BEGIN EXCERPT PROVIDED
By IANS,
Washington : David Coleman Headley, a suspect in the 2008 Mumbai terror attack, was sent to Pakistan by US authorities to work for them months after 9/11, despite a warning that he sympathised with radical Islamic groups, a media report said Monday.
According to court records and inquiries, Headley, a small-time drug dealer and informant, arrived in Pakistan in December 2001 and began training with terrorists in February 2002 on “the merits of waging jihad”, eventually playing a key role in the Mumbai attacks that left 166 people dead, The New York Times reported.
The October 2001 warning was dismissed, authorities said, as the ire of a jilted girlfriend and for lack of proof.
Less than a month later, those concerns did not come up when a federal court in New York granted Headley, a Pakistani-American, an early release from probation so that he could be sent to work for the US Drug Enforcement Administration (DEA) in Pakistan. It is unclear what Headley was supposed to do in Pakistan for the Americans.
“All I knew was the DEA wanted him in Pakistan as fast as possible because they said they were close to making some big cases,” said Luis Caso, Headley’s former probation officer.
A senior US official said the inquiry has concluded that while the government received warnings, it did not have strong enough evidence at the time to act on them.
“Had the US government sufficiently established he was engaged in plotting a terrorist attack in India, the information would have most assuredly been transferred promptly to the Indian government,” the official said in a statement to The Times.
In recent weeks, US government officials have begun to acknowledge that Headley’s path from American informant to transnational terrorist illustrates the breakdowns and miscommunications that have bedevilled them since the Sep 11 attacks.
Warnings about his radicalism were apparently not shared with the drug agency that made use of his ties in Pakistan.
The director of national intelligence, James R. Clapper Jr., began an investigation into Headley’s government connections after reports last month that two of the former drug dealer’s ex-wives had gone to American authorities between 2005 and 2008, before the Mumbai attacks, to say they feared he was plotting with terrorists.
END EXCERPT PROVIDED
*ACTION ITEM*. Copy the portion of the news report on David Coleman Headley starting at "Warnings about his" and ending at "plotting with terrorists.", word for word.
BEGIN ENTRIES SUPPLIED
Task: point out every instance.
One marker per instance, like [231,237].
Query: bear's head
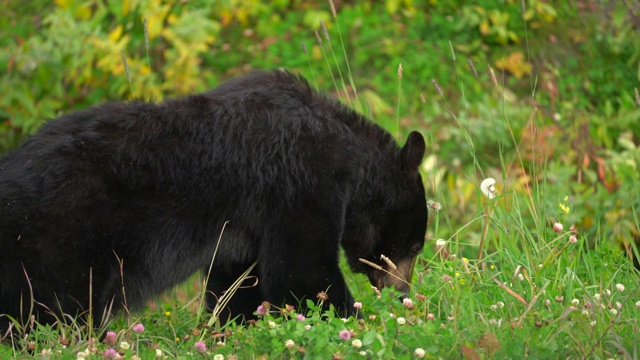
[383,238]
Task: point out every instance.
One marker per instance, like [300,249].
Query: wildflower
[322,296]
[488,187]
[110,338]
[138,328]
[434,205]
[408,303]
[557,227]
[110,353]
[261,310]
[200,346]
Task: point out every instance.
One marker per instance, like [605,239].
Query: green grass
[504,285]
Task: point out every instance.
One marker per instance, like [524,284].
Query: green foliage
[558,128]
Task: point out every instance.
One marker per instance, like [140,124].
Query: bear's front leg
[302,261]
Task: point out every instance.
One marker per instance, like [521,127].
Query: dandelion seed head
[487,187]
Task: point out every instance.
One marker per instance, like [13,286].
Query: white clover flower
[488,187]
[408,303]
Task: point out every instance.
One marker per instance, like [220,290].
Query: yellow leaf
[515,64]
[64,3]
[83,13]
[115,34]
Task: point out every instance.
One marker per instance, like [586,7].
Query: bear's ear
[412,152]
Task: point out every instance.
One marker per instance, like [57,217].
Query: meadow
[538,97]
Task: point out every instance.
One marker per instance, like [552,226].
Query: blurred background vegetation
[559,122]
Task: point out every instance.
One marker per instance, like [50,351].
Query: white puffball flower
[488,187]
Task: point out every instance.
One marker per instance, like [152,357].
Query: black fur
[293,172]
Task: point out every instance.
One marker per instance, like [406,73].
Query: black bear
[134,196]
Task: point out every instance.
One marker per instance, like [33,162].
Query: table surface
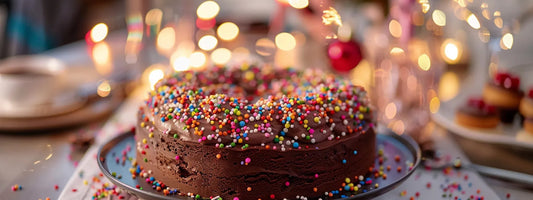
[39,161]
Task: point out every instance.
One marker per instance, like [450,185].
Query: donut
[477,114]
[504,93]
[254,132]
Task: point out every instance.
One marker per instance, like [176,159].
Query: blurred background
[33,26]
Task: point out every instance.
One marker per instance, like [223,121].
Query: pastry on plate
[503,92]
[477,114]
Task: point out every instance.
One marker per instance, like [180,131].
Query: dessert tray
[115,159]
[511,135]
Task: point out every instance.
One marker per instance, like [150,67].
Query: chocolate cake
[246,133]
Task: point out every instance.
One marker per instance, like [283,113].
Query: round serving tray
[115,160]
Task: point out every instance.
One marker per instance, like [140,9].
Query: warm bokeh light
[153,17]
[451,51]
[473,21]
[461,3]
[448,86]
[299,37]
[198,59]
[507,41]
[484,35]
[166,39]
[418,18]
[205,24]
[265,47]
[395,28]
[439,18]
[101,55]
[180,63]
[207,42]
[424,62]
[434,105]
[208,10]
[412,83]
[299,4]
[485,11]
[240,54]
[285,41]
[227,31]
[397,126]
[331,16]
[154,76]
[390,110]
[396,51]
[103,89]
[99,32]
[424,4]
[362,74]
[221,56]
[185,48]
[498,22]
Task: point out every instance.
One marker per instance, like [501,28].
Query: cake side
[248,133]
[256,172]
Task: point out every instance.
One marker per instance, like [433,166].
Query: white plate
[511,135]
[63,103]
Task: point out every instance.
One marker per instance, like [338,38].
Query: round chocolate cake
[255,133]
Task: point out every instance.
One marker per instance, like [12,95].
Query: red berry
[344,56]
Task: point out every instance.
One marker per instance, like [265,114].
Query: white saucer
[64,103]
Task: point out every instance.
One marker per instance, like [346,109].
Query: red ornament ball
[344,55]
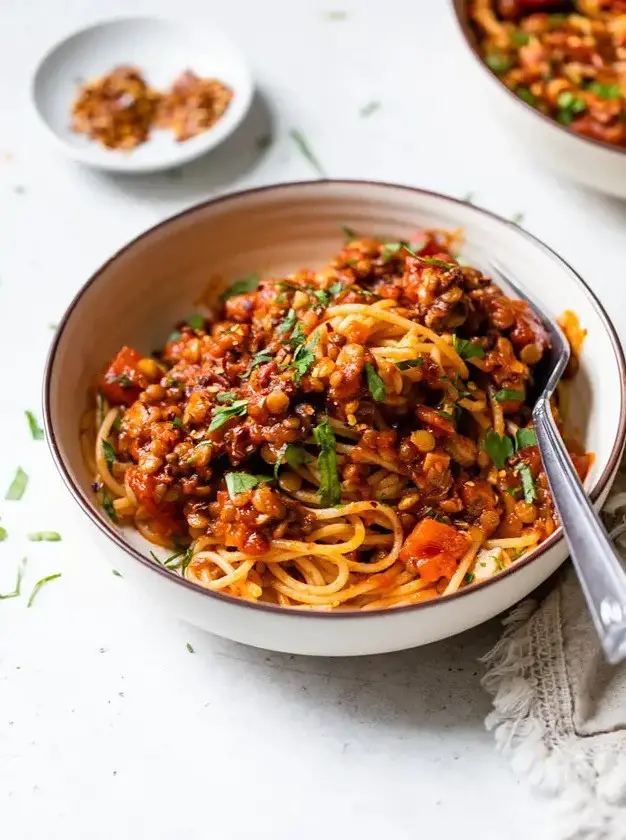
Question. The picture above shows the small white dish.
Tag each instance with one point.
(162, 49)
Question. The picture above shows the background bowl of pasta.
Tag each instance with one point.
(554, 73)
(181, 266)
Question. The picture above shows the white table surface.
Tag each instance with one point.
(109, 727)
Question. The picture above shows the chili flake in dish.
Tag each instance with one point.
(567, 60)
(193, 105)
(355, 437)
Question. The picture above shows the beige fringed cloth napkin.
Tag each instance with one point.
(559, 709)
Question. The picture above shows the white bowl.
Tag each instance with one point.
(162, 49)
(592, 163)
(153, 282)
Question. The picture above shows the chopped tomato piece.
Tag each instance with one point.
(144, 486)
(123, 381)
(433, 549)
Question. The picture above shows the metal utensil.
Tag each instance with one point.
(597, 564)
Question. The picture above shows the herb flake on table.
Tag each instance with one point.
(223, 414)
(246, 284)
(18, 486)
(330, 485)
(370, 108)
(38, 586)
(36, 432)
(305, 150)
(44, 536)
(375, 384)
(499, 449)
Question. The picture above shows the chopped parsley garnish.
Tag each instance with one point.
(292, 454)
(109, 453)
(369, 109)
(606, 91)
(18, 583)
(259, 358)
(330, 487)
(524, 438)
(18, 486)
(107, 504)
(226, 396)
(196, 322)
(44, 536)
(36, 432)
(409, 363)
(527, 95)
(499, 449)
(187, 557)
(519, 38)
(241, 286)
(288, 323)
(375, 384)
(240, 482)
(223, 414)
(528, 485)
(498, 62)
(508, 395)
(466, 348)
(39, 585)
(305, 150)
(122, 380)
(323, 296)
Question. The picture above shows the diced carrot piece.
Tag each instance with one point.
(122, 381)
(433, 549)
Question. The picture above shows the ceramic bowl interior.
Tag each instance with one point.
(162, 49)
(158, 279)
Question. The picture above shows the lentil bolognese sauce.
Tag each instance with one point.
(356, 437)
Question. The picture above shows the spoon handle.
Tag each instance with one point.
(596, 561)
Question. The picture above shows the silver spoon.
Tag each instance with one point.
(597, 564)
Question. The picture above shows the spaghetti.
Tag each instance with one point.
(358, 437)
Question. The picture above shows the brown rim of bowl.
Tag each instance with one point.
(88, 506)
(460, 10)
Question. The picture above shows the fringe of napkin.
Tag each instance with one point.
(536, 710)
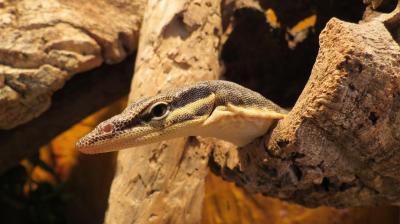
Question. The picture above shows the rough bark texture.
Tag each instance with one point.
(164, 183)
(43, 43)
(339, 145)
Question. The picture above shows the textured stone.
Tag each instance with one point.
(45, 42)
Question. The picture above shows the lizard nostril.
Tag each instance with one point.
(107, 128)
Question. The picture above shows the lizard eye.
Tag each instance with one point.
(159, 110)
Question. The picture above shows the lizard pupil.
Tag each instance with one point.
(159, 110)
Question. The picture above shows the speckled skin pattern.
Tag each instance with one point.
(186, 109)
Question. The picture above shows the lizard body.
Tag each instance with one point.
(220, 109)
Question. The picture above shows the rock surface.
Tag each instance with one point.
(45, 42)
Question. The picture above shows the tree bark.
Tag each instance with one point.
(164, 183)
(340, 144)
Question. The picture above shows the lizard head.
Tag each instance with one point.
(151, 119)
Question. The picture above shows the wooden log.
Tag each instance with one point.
(164, 183)
(339, 145)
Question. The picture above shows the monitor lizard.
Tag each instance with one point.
(219, 109)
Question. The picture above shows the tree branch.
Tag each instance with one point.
(340, 144)
(164, 183)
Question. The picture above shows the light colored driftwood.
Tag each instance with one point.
(340, 144)
(44, 42)
(164, 183)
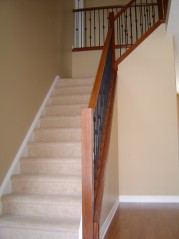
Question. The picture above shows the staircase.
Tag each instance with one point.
(45, 201)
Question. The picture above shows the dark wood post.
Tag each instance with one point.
(87, 174)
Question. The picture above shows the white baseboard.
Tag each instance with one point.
(108, 220)
(149, 199)
(14, 168)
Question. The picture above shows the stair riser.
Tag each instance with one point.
(72, 91)
(49, 168)
(55, 211)
(64, 151)
(75, 82)
(18, 233)
(57, 136)
(62, 111)
(48, 188)
(61, 122)
(69, 100)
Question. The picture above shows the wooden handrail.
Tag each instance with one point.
(90, 218)
(93, 189)
(97, 8)
(87, 174)
(137, 43)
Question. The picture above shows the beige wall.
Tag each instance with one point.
(147, 119)
(33, 47)
(94, 3)
(85, 63)
(111, 189)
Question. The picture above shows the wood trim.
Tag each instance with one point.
(99, 48)
(144, 36)
(98, 8)
(87, 174)
(110, 7)
(124, 9)
(87, 48)
(96, 87)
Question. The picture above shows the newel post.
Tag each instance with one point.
(87, 174)
(160, 9)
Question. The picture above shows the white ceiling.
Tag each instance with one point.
(173, 28)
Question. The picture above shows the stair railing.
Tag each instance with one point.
(136, 22)
(96, 121)
(131, 22)
(91, 26)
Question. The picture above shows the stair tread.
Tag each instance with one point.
(55, 143)
(41, 199)
(52, 160)
(67, 105)
(56, 117)
(47, 177)
(74, 87)
(59, 129)
(44, 224)
(71, 95)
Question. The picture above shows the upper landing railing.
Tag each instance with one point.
(135, 22)
(131, 22)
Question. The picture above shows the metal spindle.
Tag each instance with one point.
(99, 25)
(147, 10)
(141, 18)
(145, 20)
(103, 28)
(81, 30)
(136, 21)
(85, 34)
(131, 36)
(126, 31)
(94, 29)
(90, 28)
(153, 12)
(119, 36)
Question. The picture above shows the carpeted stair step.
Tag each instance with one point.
(48, 206)
(57, 135)
(47, 184)
(68, 82)
(57, 166)
(16, 227)
(69, 99)
(72, 90)
(54, 150)
(63, 110)
(60, 121)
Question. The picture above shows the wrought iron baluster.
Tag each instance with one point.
END ENTRIES SUPPLIED
*ANSWER TO THIS PROBLEM*.
Warnings about his radicalism were apparently not shared with the drug agency that made use of his ties in Pakistan.
The director of national intelligence, James R. Clapper Jr., began an investigation into Headley’s government connections after reports last month that two of the former drug dealer’s ex-wives had gone to American authorities between 2005 and 2008, before the Mumbai attacks, to say they feared he was plotting with terrorists.